Texte du document:
Le terme a revêtu une connotation éminemment politique lors de la campagne de Donald Trump en 2016. L’inattendu candidat du parti républicain l’a transformé en marque, non seulement en remplissant ses discours et tweets de faits approximatifs ou même faux, mais aussi en accusant les médias de qualité d’être ceux qui produisent les fake news.

Le terme a revêtu une dimension stratégique avec les accusations d’intervention dans la campagne électorale américaine portées contre la Russie. Dans la refonte du monde en cours, la fausse information fait partie des stratégies d’influence et appartient à l’arsenal des guerres asymétriques.

 

L’immigration n’a pas compté au rang des objectifs privilégiés de ces concepts dévoyés de l’information. Pendant sa campagne, Donald Trump a mitraillé les « bad hombres » mexicains. La campagne du Brexit, quant à elle, a été polluée du début à la fin par des histoires inventées de toutes pièces à propos de migrants syriens et de plombiers polonais.

L’immigration a toujours conduit à des inventions et à des exagérations. Avant même l’apparition du mot fake news, beaucoup de médias, en particulier les tabloïds britanniques, ont exploité le filon avec des titres extravagants sur les migrants. C’était une occurrence banale du sensationnalisme médiatique. Aujourd’hui, cependant, le thème de l’immigration est utilisé de manière stratégique dans le but de semer la confusion au sein des pays européens, et de soutenir les mouvements populistes, qui presque partout en Europe, remettent en question les fondements et les valeurs gravées dans les traités de l’UE. C’est l’un des leviers les plus efficaces du populisme et de l’essor de l’extrême droite.

Sur les réseaux sociaux, une telle stratégie profite d’une caisse de résonance exceptionnelle. Ces réseaux ne sont pas seulement utilisés par des millions de citoyens qui participent, avec sagesse ou par-dessus la jambe, au flux d’information et au débat public, mais aussi par des groupes organisés, voire robotisés, qui y poursuivent une politique délibérée d’occupation et d’agitation.

Données fournies:
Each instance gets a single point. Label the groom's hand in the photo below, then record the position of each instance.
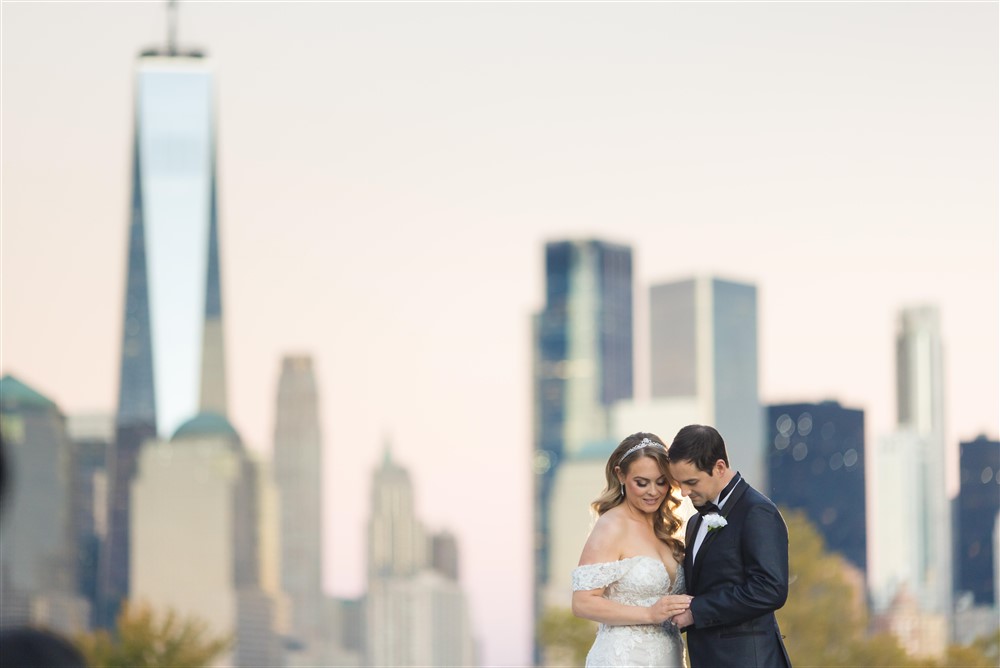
(683, 620)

Exercices:
**1.** Citez mot pour mot le passage du texte sur les fausses informations qui va de « Le terme a revêtu une connotation » jusqu’à « les fake news. » inclus.
**2.** Prolongez le texte sur les fausses informations et l’immigration au-delà de sa dernière phrase.

Réponses attendues:
**1.**
Le terme a revêtu une connotation éminemment politique lors de la campagne de Donald Trump en 2016. L’inattendu candidat du parti républicain l’a transformé en marque, non seulement en remplissant ses discours et tweets de faits approximatifs ou même faux, mais aussi en accusant les médias de qualité d’être ceux qui produisent les fake news.

**2.**
Certains ont transformé la désinformation en business, comme ces gamins macédoniens qui s’étaient bien amusés en racontant que le Pape soutenait Donald Trump, générant des millions de clics et des milliers de dollars de revenus publicitaires. Mais cet événement n’est qu’un épiphénomène, une anecdote, lorsqu’on le compare aux stratégies politiques qui ont été mises en place.

Les fake news constituent une attaque directe contre l’éthique démocratique. Leur objectif est de polluer les débats, conduisant à « la propagation d’un relativisme pernicieux déguisé en scepticisme légitime », ainsi que le dit Matthew D’Ancona dans son livre Post Truth [post-vérité, NdT], publié aux éditions Ebury Press, 2017, p. 2.

La qualification de diffuseurs de fausses nouvelles donnée à la presse prestigieuse par ceux qui sont les principaux émetteurs de fake news fait partie d’une attaque déterminée contre le système de vérifications et de contrepoids qui définit et protège la démocratie libérale. Le but est de rendre illégitimes « les élites », « l’establishment ». C’est d’affaiblir les contre-pouvoirs et en particulier la presse historique qui, dans le cas des États-Unis, constitue un des freins au « matamorisme » impulsif de Donald Trump. En Allemagne aussi, les attaques contre la presse « mensongère », un souvenir de l’époque nazie, ou en France, le dénigrement des « merdias » et de la « presstituée », ont un objectif stratégique : discréditer ceux qui décodent et dénoncent les mensonges des mouvements et des leaders populistes montants.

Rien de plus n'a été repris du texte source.